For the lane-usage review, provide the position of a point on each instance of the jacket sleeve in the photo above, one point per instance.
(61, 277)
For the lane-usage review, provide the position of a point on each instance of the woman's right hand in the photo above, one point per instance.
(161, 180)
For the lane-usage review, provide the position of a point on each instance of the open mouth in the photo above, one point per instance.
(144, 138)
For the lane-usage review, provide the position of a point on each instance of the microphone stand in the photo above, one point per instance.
----
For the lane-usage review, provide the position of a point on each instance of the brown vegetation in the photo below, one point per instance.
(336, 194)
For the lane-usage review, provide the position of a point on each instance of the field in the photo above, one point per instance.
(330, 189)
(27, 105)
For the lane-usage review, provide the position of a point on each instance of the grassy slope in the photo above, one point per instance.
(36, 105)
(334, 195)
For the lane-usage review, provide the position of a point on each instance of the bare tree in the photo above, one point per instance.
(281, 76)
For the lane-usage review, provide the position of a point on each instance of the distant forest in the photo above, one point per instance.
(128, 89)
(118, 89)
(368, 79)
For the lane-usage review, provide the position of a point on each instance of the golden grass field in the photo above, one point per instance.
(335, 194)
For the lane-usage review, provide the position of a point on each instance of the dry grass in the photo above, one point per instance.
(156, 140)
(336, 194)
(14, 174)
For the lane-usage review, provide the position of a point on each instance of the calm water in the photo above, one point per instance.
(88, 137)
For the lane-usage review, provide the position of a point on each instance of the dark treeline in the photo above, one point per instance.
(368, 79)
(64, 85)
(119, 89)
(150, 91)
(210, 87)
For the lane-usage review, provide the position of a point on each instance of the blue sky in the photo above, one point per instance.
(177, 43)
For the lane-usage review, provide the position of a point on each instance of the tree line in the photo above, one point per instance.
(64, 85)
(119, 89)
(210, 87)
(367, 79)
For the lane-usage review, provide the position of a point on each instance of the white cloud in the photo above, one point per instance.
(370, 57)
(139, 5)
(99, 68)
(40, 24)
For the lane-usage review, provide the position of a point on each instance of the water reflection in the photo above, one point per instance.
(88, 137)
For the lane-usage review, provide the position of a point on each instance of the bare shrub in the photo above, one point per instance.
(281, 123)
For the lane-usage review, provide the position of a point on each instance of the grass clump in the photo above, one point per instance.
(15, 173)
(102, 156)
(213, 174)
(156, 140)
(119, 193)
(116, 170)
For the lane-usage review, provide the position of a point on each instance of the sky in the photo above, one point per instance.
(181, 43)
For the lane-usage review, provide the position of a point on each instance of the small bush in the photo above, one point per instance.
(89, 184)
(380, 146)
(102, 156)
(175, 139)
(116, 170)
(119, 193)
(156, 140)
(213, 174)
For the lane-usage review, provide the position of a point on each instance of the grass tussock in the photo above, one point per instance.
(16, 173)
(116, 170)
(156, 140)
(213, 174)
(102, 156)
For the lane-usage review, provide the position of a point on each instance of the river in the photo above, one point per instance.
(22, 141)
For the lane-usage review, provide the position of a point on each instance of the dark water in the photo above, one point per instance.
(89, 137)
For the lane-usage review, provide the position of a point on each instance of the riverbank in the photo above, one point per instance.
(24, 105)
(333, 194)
----
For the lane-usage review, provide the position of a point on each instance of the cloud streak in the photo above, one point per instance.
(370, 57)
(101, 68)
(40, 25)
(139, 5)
----
● **To do**: Please find each line in the material above that contains the word "cloud" and copy those lines out in full.

● **Result**:
For the lane-usage review, provide the position of a point on each instance of the white cloud in the photo above, one point per instance.
For the lane-usage review, provide the position of a point on each instance of the cloud streak in the photo above, one point per instance.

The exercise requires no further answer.